● **Task to carry out**: Which lines of the records below contain the word "supper"? Show each one.

● **Source information**:
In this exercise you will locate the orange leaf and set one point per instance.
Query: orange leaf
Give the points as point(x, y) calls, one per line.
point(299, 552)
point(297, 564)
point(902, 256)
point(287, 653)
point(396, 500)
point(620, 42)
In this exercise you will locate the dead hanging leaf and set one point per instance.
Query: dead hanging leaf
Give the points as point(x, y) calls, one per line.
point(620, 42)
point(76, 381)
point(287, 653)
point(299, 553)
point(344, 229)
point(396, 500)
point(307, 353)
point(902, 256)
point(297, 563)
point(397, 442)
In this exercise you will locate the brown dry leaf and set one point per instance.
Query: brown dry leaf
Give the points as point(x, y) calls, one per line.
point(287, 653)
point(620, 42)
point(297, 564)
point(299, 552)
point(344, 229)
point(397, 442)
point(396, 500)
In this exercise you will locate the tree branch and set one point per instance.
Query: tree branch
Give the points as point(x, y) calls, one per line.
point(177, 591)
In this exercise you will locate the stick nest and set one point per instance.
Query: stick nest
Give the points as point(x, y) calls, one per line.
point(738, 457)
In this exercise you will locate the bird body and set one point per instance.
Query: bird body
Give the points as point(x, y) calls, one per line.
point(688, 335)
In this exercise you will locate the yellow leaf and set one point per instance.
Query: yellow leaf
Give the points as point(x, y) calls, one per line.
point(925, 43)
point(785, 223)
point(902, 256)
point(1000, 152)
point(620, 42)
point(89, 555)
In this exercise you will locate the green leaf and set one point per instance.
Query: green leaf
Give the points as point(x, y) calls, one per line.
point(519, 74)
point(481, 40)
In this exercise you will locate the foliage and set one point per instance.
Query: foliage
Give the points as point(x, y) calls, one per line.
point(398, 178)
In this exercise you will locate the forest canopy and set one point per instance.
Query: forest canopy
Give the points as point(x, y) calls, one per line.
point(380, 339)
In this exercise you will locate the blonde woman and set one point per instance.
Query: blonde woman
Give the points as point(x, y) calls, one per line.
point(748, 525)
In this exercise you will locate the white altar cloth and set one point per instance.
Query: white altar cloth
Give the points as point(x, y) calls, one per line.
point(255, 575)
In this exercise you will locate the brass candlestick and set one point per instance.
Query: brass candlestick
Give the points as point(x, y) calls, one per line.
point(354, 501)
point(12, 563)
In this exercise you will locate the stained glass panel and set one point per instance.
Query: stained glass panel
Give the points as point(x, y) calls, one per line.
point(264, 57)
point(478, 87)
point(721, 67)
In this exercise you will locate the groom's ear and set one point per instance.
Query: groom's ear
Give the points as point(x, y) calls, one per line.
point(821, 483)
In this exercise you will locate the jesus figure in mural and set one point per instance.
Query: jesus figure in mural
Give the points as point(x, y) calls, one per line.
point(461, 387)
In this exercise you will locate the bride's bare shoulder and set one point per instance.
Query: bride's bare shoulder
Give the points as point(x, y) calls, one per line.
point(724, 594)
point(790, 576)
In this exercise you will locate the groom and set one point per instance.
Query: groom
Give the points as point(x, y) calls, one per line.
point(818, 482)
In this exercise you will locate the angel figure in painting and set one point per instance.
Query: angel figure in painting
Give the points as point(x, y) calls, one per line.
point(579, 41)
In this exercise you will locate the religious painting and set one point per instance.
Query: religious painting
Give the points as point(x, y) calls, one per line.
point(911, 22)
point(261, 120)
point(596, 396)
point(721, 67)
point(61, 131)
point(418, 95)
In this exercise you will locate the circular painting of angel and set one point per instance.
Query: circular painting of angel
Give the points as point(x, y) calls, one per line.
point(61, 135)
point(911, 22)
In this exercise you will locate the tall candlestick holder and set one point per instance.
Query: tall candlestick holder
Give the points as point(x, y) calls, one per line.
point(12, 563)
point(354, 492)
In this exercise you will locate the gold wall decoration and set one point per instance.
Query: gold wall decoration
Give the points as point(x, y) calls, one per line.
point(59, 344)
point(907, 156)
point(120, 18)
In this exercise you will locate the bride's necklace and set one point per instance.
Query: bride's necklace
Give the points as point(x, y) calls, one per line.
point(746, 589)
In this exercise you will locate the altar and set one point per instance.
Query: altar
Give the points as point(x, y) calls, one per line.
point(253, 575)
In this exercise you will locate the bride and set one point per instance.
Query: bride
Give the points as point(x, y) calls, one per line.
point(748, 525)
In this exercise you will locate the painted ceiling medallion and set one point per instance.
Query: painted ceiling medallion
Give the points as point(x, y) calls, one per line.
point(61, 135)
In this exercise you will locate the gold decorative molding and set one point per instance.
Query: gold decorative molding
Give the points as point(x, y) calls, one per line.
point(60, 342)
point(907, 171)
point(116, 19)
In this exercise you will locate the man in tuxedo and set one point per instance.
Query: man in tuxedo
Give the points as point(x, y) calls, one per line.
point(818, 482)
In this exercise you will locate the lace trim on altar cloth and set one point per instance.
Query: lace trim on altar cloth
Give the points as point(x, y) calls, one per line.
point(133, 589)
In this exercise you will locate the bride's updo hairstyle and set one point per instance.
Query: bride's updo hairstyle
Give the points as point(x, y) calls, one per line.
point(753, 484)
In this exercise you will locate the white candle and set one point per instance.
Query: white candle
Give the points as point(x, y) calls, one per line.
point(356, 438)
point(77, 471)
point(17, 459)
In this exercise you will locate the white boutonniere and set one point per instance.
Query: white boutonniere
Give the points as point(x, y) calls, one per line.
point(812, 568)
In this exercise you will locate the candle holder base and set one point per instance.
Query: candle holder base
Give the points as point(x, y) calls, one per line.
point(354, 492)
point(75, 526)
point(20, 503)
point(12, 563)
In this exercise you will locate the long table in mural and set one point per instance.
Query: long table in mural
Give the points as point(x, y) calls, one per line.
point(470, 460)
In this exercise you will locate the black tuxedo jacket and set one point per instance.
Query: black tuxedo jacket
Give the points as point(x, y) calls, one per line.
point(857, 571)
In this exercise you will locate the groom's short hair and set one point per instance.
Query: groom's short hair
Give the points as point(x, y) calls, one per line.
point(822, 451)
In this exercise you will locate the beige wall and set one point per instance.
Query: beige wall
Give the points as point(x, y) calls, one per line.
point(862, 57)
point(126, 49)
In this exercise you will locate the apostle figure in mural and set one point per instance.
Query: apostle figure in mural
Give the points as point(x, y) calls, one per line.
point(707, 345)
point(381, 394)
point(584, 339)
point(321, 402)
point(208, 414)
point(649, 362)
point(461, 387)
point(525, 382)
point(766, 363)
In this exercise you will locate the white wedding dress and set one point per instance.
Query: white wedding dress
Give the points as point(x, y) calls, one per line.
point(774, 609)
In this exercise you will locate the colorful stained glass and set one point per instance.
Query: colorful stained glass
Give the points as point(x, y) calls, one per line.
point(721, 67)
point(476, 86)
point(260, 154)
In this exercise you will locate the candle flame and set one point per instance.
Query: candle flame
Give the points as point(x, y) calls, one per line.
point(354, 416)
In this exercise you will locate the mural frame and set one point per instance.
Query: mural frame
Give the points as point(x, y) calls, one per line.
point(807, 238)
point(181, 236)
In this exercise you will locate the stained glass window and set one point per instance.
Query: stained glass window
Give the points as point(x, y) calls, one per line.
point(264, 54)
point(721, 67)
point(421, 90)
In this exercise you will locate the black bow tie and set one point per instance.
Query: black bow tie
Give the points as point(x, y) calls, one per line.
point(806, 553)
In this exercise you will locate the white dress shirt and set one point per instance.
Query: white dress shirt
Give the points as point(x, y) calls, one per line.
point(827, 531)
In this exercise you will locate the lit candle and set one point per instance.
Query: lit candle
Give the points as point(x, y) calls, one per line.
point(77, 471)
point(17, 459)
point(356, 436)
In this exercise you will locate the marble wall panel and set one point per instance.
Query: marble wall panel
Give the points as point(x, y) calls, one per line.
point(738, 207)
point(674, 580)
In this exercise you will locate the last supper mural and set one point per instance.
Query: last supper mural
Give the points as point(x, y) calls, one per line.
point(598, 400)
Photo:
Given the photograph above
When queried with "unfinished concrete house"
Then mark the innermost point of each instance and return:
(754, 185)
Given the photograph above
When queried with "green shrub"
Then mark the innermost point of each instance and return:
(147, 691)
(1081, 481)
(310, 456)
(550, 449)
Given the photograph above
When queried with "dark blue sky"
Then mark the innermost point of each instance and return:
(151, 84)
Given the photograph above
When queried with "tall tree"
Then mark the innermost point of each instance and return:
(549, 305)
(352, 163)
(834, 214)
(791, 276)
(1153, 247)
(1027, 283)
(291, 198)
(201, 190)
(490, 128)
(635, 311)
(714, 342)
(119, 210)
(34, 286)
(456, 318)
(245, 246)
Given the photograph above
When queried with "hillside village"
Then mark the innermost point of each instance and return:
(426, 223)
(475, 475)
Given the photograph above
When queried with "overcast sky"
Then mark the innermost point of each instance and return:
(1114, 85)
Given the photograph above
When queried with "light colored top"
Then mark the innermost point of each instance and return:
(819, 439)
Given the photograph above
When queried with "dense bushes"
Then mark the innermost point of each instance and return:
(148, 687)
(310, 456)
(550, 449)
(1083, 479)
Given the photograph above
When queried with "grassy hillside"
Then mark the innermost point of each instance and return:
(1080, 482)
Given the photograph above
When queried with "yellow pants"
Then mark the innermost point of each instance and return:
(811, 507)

● **Solution to the exercise**:
In this exercise you will locate the last supper mural and set one point per instance.
Query: last supper mural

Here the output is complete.